### RECORDED INFORMATION

■ ■ ■ ■ ■ ■ ■

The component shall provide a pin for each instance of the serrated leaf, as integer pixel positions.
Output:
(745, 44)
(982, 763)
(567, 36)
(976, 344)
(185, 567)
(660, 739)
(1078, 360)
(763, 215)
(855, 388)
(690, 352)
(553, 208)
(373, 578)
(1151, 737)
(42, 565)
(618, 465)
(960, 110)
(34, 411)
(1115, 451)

■ ■ ■ ■ ■ ■ ■

### YOUR OBJECTIVE
Rescale the material above by multiplying each point coordinate in the answers by 1.9 and rounding to the nearest whole number, with halves rounded up. Write out every line again, requests included, and leave everything except those coordinates unchanged.

### THE OUTPUT
The component shall provide a pin for each instance of the serrated leaf, as integer pixel positions.
Output:
(1416, 84)
(1866, 1450)
(1077, 68)
(1854, 654)
(352, 1077)
(1254, 1404)
(2048, 684)
(1450, 409)
(1625, 737)
(1311, 669)
(1051, 395)
(709, 1098)
(2187, 1400)
(80, 1074)
(1174, 884)
(1824, 209)
(65, 781)
(2119, 857)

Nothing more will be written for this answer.